**WORK REQUEST:** Transcribe, exactly as they appear, only the lines from the one holding "Target: horse mane" through the end of the entries below.

**TASK DATA:**
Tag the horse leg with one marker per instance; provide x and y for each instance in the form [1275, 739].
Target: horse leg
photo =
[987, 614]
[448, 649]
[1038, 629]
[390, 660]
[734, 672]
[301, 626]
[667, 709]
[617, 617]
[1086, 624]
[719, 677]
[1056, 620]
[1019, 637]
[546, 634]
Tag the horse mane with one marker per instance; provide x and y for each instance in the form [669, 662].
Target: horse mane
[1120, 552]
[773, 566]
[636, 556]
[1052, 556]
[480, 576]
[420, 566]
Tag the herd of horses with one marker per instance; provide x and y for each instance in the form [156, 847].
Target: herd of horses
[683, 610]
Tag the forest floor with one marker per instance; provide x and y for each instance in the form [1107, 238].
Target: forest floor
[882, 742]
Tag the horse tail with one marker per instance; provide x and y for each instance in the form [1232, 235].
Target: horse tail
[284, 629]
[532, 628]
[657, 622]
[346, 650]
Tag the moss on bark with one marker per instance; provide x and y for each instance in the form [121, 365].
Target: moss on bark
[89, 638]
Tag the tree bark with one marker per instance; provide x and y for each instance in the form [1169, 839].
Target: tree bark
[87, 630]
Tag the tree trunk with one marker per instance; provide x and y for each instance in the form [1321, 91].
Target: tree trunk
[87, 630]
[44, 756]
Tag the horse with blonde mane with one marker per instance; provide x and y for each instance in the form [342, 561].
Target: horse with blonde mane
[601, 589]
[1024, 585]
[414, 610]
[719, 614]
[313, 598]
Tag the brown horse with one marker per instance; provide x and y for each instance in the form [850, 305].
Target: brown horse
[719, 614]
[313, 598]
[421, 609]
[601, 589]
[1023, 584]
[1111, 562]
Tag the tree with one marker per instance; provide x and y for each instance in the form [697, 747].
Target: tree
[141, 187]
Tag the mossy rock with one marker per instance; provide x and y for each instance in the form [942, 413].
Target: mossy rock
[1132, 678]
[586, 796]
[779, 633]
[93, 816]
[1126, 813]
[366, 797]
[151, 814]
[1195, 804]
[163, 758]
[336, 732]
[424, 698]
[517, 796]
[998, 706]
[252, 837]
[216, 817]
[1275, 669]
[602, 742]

**ANSWER SPACE:**
Target: horse mane
[1120, 552]
[773, 566]
[636, 556]
[1052, 556]
[480, 576]
[420, 566]
Tag the herd of horses with one marker per instance; provide x and y for each instance in the form [156, 847].
Target: herd of horses
[683, 610]
Tag the forest floor with one marker per instance; provide x and y for each instance in the form [1107, 238].
Target: forest floor
[882, 742]
Tag the horse tail with one marker per instance; provide x and y for each instance in the form [1232, 235].
Target: horse tail
[284, 629]
[532, 628]
[657, 622]
[346, 650]
Tag the moss on bark with one marker per instance; provide x and y for each instance in the form [121, 365].
Target: moss on bark
[89, 638]
Tag the tree bark with one marker per instance; provide x and y for each instance in the form [1169, 839].
Target: tree bark
[87, 630]
Tag the tree trunk with one marker per instance; provide x and y for each instance in the form [1321, 91].
Target: tree trunk
[87, 630]
[44, 756]
Tag the horse with blonde mane with one marker per instance; provide x and y for each instance in the form [342, 561].
Target: horse with blonde mane
[601, 589]
[1024, 585]
[414, 610]
[719, 614]
[313, 598]
Tag the brown horse with one marker per instance; provide x and y for each instance in the form [850, 305].
Target: brown horse
[719, 614]
[313, 598]
[421, 609]
[601, 589]
[1023, 584]
[1111, 562]
Tag the tree with one marker per instance; provide x and y for each instance in the form [697, 747].
Target: tree
[141, 187]
Tag the mossy rock with one marker per instance; provide x and y for each instance in the form [942, 413].
Target: mossy rock
[1132, 678]
[586, 796]
[779, 633]
[93, 816]
[1126, 813]
[366, 797]
[151, 814]
[1195, 804]
[163, 758]
[336, 732]
[424, 698]
[517, 796]
[998, 706]
[252, 837]
[216, 817]
[1275, 669]
[602, 742]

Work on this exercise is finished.